§ **Task objective**
Please copy, word for word, the lines of the records beginning at the line that contains "the black entertainment" and ending after the line that contains "point(34, 93)".

§ **Input material**
######
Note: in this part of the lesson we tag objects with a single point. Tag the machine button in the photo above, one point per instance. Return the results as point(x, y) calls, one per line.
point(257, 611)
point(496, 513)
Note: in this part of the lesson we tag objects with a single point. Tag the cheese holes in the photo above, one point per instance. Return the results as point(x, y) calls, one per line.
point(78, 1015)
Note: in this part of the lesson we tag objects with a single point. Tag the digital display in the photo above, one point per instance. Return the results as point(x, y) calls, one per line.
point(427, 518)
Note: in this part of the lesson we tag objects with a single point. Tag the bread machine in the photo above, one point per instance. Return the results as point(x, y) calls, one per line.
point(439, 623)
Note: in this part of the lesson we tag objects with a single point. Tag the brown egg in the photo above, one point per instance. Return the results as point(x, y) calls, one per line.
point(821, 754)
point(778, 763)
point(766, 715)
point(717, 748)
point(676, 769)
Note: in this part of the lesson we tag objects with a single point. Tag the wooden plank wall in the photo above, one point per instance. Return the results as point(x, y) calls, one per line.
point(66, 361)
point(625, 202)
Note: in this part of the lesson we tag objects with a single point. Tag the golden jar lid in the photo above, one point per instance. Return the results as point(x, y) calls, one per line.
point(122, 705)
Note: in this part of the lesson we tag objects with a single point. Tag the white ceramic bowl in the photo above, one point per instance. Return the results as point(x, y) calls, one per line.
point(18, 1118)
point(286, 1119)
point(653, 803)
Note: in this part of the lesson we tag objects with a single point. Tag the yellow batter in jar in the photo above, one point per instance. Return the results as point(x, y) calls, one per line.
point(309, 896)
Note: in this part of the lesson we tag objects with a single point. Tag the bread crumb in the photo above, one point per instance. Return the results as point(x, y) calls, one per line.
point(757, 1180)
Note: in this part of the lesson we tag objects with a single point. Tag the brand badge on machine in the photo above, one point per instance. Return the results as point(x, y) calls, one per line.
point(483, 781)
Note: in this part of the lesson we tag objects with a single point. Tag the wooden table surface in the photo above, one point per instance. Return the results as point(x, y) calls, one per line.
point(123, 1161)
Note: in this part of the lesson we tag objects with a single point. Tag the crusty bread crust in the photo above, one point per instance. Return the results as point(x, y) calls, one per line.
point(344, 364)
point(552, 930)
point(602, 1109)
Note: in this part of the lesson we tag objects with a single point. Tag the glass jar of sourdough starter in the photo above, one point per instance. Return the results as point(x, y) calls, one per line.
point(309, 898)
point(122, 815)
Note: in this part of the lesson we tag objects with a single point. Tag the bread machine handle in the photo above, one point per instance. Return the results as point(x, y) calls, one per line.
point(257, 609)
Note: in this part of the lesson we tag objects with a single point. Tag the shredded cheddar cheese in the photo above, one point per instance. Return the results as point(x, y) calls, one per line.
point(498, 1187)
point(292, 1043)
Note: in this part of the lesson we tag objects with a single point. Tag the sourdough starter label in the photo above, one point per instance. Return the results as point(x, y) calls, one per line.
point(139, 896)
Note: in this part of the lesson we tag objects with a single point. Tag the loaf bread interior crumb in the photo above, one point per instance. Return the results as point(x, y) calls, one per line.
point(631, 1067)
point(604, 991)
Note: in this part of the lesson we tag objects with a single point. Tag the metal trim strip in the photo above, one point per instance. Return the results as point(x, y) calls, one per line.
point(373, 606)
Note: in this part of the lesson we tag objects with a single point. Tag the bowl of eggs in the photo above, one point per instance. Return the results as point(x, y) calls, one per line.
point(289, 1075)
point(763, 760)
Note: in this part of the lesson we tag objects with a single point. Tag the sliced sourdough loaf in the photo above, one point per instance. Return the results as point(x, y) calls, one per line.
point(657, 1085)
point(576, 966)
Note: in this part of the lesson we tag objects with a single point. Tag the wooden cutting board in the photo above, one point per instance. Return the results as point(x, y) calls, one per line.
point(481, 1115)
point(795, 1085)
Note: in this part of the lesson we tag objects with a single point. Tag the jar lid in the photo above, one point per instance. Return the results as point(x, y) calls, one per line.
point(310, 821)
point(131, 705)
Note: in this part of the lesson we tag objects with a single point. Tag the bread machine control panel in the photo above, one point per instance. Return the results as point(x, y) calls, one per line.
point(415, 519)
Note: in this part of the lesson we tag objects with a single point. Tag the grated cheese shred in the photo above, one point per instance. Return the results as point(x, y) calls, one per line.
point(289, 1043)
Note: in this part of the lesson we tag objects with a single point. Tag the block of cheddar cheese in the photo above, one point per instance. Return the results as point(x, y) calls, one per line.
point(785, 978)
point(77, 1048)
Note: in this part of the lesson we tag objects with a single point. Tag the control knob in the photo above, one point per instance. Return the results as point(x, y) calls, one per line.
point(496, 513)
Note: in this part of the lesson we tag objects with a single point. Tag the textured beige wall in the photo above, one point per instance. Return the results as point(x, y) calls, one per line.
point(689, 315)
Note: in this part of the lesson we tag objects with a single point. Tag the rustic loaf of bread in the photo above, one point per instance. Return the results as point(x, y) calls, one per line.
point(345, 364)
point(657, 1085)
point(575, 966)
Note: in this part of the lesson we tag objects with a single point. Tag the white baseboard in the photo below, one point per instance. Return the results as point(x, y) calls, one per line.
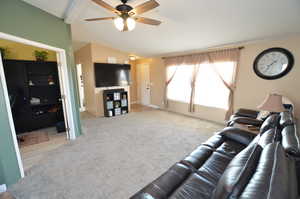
point(82, 109)
point(3, 188)
point(153, 106)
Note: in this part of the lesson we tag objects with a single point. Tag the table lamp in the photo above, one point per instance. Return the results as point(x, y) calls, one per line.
point(272, 103)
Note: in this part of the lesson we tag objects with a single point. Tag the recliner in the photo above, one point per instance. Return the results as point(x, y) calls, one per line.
point(234, 163)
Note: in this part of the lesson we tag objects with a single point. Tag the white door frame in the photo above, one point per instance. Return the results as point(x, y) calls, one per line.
point(141, 74)
point(80, 87)
point(62, 63)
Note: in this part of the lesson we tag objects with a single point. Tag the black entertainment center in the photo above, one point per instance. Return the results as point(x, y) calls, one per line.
point(115, 101)
point(34, 93)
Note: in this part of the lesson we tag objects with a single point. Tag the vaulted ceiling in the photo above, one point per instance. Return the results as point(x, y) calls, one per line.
point(187, 24)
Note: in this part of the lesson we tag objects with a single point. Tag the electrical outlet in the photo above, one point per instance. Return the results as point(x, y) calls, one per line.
point(3, 188)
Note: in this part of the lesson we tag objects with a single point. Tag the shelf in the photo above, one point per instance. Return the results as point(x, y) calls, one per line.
point(45, 104)
point(36, 86)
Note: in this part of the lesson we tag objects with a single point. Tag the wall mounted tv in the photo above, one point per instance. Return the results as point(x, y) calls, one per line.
point(112, 74)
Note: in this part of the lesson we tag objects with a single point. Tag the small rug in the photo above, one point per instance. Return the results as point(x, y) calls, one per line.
point(33, 138)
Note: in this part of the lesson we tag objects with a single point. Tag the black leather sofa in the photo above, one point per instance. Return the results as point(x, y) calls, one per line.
point(236, 163)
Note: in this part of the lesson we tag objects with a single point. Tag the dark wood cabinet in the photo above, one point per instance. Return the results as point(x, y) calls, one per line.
point(115, 102)
point(34, 94)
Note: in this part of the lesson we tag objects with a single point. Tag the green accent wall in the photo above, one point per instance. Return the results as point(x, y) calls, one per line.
point(23, 20)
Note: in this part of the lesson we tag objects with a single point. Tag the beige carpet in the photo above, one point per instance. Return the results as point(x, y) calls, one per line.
point(115, 157)
point(33, 138)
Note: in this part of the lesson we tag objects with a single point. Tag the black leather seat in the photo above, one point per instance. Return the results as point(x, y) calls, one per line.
point(235, 163)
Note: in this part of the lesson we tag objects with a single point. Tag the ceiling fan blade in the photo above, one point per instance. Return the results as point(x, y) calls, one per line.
point(149, 5)
point(106, 6)
point(100, 19)
point(148, 21)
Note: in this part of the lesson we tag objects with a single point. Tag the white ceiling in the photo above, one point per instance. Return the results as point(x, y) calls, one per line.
point(187, 24)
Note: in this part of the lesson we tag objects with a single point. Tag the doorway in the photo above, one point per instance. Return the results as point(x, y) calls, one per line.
point(64, 87)
point(80, 87)
point(144, 84)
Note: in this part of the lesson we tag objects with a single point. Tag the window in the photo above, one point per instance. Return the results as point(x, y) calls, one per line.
point(209, 88)
point(179, 88)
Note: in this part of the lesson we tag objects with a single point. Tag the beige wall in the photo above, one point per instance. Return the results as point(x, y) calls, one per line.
point(96, 53)
point(84, 56)
point(21, 51)
point(250, 91)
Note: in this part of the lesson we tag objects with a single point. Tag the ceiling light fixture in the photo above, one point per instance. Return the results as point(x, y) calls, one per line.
point(124, 23)
point(127, 16)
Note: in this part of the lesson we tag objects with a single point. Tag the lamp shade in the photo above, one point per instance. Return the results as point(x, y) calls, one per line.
point(121, 23)
point(272, 103)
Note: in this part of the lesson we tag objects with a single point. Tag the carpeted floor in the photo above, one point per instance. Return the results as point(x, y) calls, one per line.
point(115, 157)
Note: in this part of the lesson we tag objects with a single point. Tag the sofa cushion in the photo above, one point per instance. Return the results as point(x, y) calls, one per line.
point(271, 178)
point(164, 185)
point(238, 173)
point(230, 148)
point(286, 118)
point(215, 141)
point(267, 138)
point(194, 187)
point(214, 167)
point(239, 135)
point(290, 140)
point(197, 158)
point(269, 123)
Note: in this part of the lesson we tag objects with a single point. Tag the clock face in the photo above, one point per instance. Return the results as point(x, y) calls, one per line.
point(273, 63)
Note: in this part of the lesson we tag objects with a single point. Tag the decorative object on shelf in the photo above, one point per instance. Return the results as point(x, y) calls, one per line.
point(115, 102)
point(132, 57)
point(31, 83)
point(110, 104)
point(35, 101)
point(118, 111)
point(41, 55)
point(50, 80)
point(127, 15)
point(273, 63)
point(110, 113)
point(272, 103)
point(4, 52)
point(111, 60)
point(117, 96)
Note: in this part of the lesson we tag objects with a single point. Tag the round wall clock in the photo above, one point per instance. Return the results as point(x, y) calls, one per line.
point(273, 63)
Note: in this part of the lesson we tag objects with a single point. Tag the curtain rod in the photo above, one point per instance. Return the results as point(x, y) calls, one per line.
point(240, 48)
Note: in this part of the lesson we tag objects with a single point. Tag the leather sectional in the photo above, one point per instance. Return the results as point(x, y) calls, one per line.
point(235, 163)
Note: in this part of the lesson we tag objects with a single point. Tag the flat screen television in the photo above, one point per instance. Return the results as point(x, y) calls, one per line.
point(112, 74)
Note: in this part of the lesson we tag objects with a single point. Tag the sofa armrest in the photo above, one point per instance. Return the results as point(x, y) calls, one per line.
point(246, 121)
point(247, 113)
point(291, 140)
point(239, 135)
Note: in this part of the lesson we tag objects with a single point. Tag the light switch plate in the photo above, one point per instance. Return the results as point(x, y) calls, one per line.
point(3, 188)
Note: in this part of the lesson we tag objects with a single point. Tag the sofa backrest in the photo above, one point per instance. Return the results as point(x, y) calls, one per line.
point(273, 178)
point(286, 119)
point(238, 173)
point(257, 172)
point(291, 140)
point(271, 122)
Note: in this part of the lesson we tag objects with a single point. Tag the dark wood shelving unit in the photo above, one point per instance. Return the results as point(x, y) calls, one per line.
point(115, 102)
point(29, 80)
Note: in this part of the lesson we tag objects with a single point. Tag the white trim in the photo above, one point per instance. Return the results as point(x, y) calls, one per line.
point(3, 188)
point(73, 10)
point(10, 118)
point(134, 102)
point(82, 109)
point(62, 60)
point(153, 106)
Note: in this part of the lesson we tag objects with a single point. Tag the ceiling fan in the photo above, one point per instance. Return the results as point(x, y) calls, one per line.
point(127, 15)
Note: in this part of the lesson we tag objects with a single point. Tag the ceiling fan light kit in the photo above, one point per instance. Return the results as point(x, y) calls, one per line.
point(127, 16)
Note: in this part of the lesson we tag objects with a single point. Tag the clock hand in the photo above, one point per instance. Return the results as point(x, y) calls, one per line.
point(271, 64)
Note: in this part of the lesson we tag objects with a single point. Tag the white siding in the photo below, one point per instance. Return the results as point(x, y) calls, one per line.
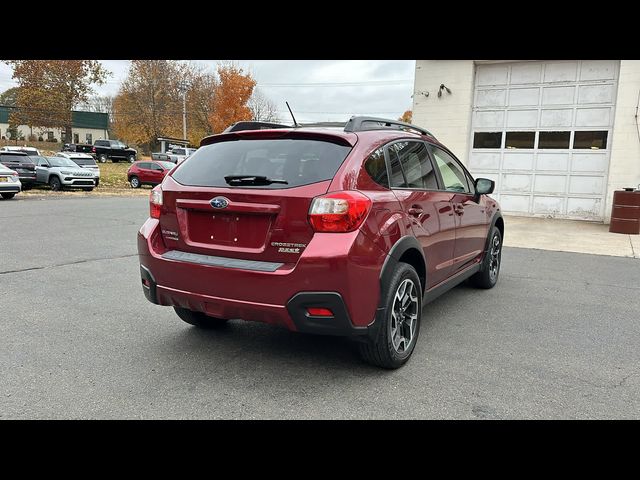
point(594, 82)
point(447, 117)
point(624, 169)
point(38, 131)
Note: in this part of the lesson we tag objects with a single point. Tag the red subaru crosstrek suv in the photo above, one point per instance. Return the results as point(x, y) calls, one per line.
point(336, 231)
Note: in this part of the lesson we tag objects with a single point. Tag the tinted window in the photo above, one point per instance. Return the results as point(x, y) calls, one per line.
point(452, 173)
point(487, 140)
point(299, 162)
point(416, 165)
point(377, 168)
point(592, 140)
point(554, 139)
point(397, 177)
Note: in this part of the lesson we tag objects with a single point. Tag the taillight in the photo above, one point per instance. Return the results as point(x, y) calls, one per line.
point(155, 202)
point(339, 211)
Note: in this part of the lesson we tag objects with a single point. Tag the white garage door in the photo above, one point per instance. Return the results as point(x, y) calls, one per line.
point(542, 131)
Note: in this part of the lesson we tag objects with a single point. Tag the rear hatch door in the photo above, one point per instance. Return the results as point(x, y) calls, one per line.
point(248, 196)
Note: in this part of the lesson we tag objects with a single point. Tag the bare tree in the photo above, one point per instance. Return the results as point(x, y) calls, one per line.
point(262, 108)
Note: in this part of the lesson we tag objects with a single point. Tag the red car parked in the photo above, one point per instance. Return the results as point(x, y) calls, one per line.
point(148, 172)
point(320, 230)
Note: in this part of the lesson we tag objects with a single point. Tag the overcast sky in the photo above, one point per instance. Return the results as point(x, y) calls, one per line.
point(317, 90)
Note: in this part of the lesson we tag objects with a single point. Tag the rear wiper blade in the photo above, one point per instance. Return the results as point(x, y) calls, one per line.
point(252, 180)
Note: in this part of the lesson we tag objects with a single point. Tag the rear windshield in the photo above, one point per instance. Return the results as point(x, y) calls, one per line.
point(15, 158)
point(84, 161)
point(296, 161)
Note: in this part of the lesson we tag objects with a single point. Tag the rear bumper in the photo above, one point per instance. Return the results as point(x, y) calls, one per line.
######
§ **Finished task**
Note: in this part of the lesson we tag objects with a single point. Tag the black entertainment center in the photo above, one point per instance. Return the results as point(x, y) calls, one per line.
point(115, 101)
point(34, 93)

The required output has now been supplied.